TASK TO COMPLETE: Write these records as a two-column CSV with the headers request and answer. Put each record on its own row, with its text and its answer each in one quoted field and line breaks replaced by spaces.

↓

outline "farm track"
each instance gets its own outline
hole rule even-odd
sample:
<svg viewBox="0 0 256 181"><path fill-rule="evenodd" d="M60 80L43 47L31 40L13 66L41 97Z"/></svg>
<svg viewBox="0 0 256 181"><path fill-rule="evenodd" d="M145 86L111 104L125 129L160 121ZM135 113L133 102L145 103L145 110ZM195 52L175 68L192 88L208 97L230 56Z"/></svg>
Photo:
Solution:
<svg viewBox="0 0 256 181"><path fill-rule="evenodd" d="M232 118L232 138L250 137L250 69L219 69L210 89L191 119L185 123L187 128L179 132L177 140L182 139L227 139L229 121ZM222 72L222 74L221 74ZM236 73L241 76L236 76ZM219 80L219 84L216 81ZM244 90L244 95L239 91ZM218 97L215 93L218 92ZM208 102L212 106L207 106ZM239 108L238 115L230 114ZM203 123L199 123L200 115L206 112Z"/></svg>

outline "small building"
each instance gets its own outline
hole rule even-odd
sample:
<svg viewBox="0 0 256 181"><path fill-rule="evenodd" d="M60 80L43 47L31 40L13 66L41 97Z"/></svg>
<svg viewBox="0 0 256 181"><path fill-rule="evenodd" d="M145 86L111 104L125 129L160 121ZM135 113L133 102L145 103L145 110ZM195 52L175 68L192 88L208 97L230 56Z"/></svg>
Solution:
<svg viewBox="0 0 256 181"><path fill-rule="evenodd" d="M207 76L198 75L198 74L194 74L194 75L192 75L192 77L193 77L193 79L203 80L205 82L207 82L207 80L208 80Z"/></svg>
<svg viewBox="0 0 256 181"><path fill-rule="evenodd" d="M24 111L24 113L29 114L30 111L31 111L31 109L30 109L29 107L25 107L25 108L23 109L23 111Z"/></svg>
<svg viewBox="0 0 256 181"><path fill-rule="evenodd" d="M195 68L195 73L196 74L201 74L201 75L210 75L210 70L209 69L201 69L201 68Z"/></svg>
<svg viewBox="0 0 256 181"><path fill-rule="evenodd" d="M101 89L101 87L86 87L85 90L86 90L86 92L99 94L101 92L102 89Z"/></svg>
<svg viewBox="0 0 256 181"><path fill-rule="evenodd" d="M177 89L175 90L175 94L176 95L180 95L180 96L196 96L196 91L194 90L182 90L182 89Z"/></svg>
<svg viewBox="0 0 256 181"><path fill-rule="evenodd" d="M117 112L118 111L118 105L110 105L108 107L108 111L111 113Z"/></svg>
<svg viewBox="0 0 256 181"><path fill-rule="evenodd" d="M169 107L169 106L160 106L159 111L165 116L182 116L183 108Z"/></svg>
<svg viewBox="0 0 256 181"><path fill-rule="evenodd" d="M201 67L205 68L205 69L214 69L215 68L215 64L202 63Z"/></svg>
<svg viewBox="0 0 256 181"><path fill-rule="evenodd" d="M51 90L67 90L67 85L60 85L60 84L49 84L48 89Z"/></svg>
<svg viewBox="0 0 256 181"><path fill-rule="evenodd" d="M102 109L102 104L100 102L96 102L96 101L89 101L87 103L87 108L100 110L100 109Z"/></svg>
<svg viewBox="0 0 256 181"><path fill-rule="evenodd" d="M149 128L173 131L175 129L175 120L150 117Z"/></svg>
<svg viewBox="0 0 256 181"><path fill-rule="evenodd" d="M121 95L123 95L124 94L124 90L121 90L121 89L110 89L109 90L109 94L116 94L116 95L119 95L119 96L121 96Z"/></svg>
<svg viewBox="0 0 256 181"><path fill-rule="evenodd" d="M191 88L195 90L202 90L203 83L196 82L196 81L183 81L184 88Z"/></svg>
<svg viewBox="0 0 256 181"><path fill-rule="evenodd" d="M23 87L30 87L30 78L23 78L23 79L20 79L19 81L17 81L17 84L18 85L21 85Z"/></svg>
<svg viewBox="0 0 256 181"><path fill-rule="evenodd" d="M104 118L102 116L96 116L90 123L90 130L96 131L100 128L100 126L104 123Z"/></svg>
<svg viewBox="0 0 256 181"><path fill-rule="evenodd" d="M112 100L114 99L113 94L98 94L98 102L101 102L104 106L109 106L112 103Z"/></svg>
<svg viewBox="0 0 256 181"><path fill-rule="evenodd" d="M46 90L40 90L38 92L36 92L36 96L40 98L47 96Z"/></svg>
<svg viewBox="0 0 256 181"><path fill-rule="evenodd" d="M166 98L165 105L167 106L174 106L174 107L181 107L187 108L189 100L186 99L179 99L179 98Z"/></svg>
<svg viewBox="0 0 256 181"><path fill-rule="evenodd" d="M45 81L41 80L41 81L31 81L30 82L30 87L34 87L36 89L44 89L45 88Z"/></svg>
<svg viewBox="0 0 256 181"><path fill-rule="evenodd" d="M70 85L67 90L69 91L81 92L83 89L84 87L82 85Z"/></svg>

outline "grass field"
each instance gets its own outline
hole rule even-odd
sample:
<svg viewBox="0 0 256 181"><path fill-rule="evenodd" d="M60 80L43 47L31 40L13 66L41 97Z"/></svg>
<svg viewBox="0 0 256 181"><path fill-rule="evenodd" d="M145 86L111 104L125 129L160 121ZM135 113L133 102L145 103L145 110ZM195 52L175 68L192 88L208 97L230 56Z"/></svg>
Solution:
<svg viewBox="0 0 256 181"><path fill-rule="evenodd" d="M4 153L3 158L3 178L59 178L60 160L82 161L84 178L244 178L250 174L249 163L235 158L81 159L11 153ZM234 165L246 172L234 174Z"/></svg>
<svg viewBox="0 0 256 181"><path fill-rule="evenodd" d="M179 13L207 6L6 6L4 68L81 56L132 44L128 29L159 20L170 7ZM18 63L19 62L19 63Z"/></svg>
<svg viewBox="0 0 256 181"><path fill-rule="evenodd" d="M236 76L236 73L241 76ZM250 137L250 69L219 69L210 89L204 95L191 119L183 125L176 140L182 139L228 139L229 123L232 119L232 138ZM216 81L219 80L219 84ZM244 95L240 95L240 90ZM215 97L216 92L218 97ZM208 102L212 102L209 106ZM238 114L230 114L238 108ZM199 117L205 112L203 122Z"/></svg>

↑

SOLUTION FOR THIS PROBLEM:
request,answer
"outline ""farm track"" each instance gets its own outline hole rule even-odd sample: <svg viewBox=""0 0 256 181""><path fill-rule=""evenodd"" d=""M60 80L43 47L31 40L13 66L41 97Z""/></svg> <svg viewBox=""0 0 256 181""><path fill-rule=""evenodd"" d=""M145 86L111 104L125 129L160 121ZM135 113L133 102L145 103L145 110ZM195 52L175 68L192 88L208 97L230 56Z""/></svg> Photo: Solution:","<svg viewBox=""0 0 256 181""><path fill-rule=""evenodd"" d=""M232 118L232 138L250 137L250 69L219 69L210 89L191 119L185 123L187 128L179 132L177 140L182 139L227 139L229 121ZM222 72L222 74L221 74ZM236 73L241 76L236 76ZM219 80L219 84L216 81ZM244 90L244 95L239 91ZM218 97L215 93L218 92ZM208 102L212 106L207 106ZM239 108L238 115L230 114ZM203 123L199 123L200 115L206 112Z""/></svg>"
"outline ""small building"" each instance gets its own outline hole rule even-odd sample: <svg viewBox=""0 0 256 181""><path fill-rule=""evenodd"" d=""M60 80L43 47L31 40L13 66L41 97Z""/></svg> <svg viewBox=""0 0 256 181""><path fill-rule=""evenodd"" d=""M145 86L111 104L125 129L160 121ZM135 113L133 102L145 103L145 110ZM195 52L175 68L192 88L208 97L230 56Z""/></svg> Solution:","<svg viewBox=""0 0 256 181""><path fill-rule=""evenodd"" d=""M207 76L198 75L198 74L194 74L194 75L192 75L192 77L193 77L193 79L203 80L205 82L207 82L207 80L208 80Z""/></svg> <svg viewBox=""0 0 256 181""><path fill-rule=""evenodd"" d=""M24 111L24 113L29 114L30 111L31 111L31 109L30 109L29 107L25 107L25 108L23 109L23 111Z""/></svg> <svg viewBox=""0 0 256 181""><path fill-rule=""evenodd"" d=""M195 68L195 73L196 74L201 74L201 75L210 75L210 70L209 69L201 69L201 68Z""/></svg> <svg viewBox=""0 0 256 181""><path fill-rule=""evenodd"" d=""M101 89L101 87L86 87L85 90L86 90L86 92L99 94L101 92L102 89Z""/></svg> <svg viewBox=""0 0 256 181""><path fill-rule=""evenodd"" d=""M177 89L175 90L175 94L176 95L180 95L180 96L196 96L196 91L194 90L182 90L182 89Z""/></svg> <svg viewBox=""0 0 256 181""><path fill-rule=""evenodd"" d=""M117 112L118 111L118 105L110 105L108 107L108 111L111 113Z""/></svg> <svg viewBox=""0 0 256 181""><path fill-rule=""evenodd"" d=""M169 107L169 106L160 106L159 111L165 116L182 116L183 108Z""/></svg> <svg viewBox=""0 0 256 181""><path fill-rule=""evenodd"" d=""M201 67L205 68L205 69L214 69L215 68L215 64L202 63Z""/></svg> <svg viewBox=""0 0 256 181""><path fill-rule=""evenodd"" d=""M51 90L67 90L67 85L60 85L60 84L49 84L48 89Z""/></svg> <svg viewBox=""0 0 256 181""><path fill-rule=""evenodd"" d=""M102 109L102 104L100 102L96 102L96 101L89 101L87 103L87 108L100 110L100 109Z""/></svg> <svg viewBox=""0 0 256 181""><path fill-rule=""evenodd"" d=""M149 128L173 131L175 129L175 120L150 117Z""/></svg> <svg viewBox=""0 0 256 181""><path fill-rule=""evenodd"" d=""M121 95L123 95L124 94L124 90L121 90L121 89L110 89L109 90L109 94L116 94L116 95L119 95L119 96L121 96Z""/></svg> <svg viewBox=""0 0 256 181""><path fill-rule=""evenodd"" d=""M191 88L195 90L202 90L203 83L196 82L196 81L183 81L184 88Z""/></svg> <svg viewBox=""0 0 256 181""><path fill-rule=""evenodd"" d=""M23 87L30 87L30 78L23 78L23 79L20 79L19 81L17 81L17 84L18 85L21 85Z""/></svg> <svg viewBox=""0 0 256 181""><path fill-rule=""evenodd"" d=""M104 118L102 116L96 116L90 123L90 130L96 131L100 128L100 126L104 123Z""/></svg> <svg viewBox=""0 0 256 181""><path fill-rule=""evenodd"" d=""M112 100L114 99L113 94L98 94L98 102L101 102L104 106L109 106L112 103Z""/></svg> <svg viewBox=""0 0 256 181""><path fill-rule=""evenodd"" d=""M46 90L40 90L38 92L36 92L36 96L40 98L47 96Z""/></svg> <svg viewBox=""0 0 256 181""><path fill-rule=""evenodd"" d=""M166 98L165 105L167 106L174 106L174 107L181 107L187 108L189 100L186 99L179 99L179 98Z""/></svg> <svg viewBox=""0 0 256 181""><path fill-rule=""evenodd"" d=""M45 81L41 80L41 81L31 81L30 82L30 87L34 87L36 89L44 89L45 88Z""/></svg> <svg viewBox=""0 0 256 181""><path fill-rule=""evenodd"" d=""M70 85L67 90L69 91L81 92L83 89L84 87L82 85Z""/></svg>"
"outline ""grass field"" each instance gets its own outline hole rule even-odd sample: <svg viewBox=""0 0 256 181""><path fill-rule=""evenodd"" d=""M60 80L43 47L31 40L13 66L41 97Z""/></svg> <svg viewBox=""0 0 256 181""><path fill-rule=""evenodd"" d=""M145 86L111 104L125 129L160 121ZM135 113L133 102L145 103L145 110ZM195 52L175 68L192 88L208 97L230 56Z""/></svg> Solution:","<svg viewBox=""0 0 256 181""><path fill-rule=""evenodd"" d=""M4 153L3 158L3 178L59 178L60 160L82 161L84 178L244 178L250 174L249 163L235 158L81 159L11 153ZM234 165L246 172L234 174Z""/></svg> <svg viewBox=""0 0 256 181""><path fill-rule=""evenodd"" d=""M179 13L207 6L6 6L4 68L81 56L132 44L128 29L159 20L170 7ZM18 63L19 62L19 63Z""/></svg> <svg viewBox=""0 0 256 181""><path fill-rule=""evenodd"" d=""M236 76L236 73L241 76ZM250 137L250 69L219 69L210 89L204 95L191 119L183 125L176 140L182 139L228 139L229 123L232 119L232 138ZM216 81L219 80L219 84ZM244 95L240 95L240 90ZM215 97L216 92L218 97ZM208 102L212 102L209 106ZM238 114L230 114L238 108ZM199 117L205 112L203 122Z""/></svg>"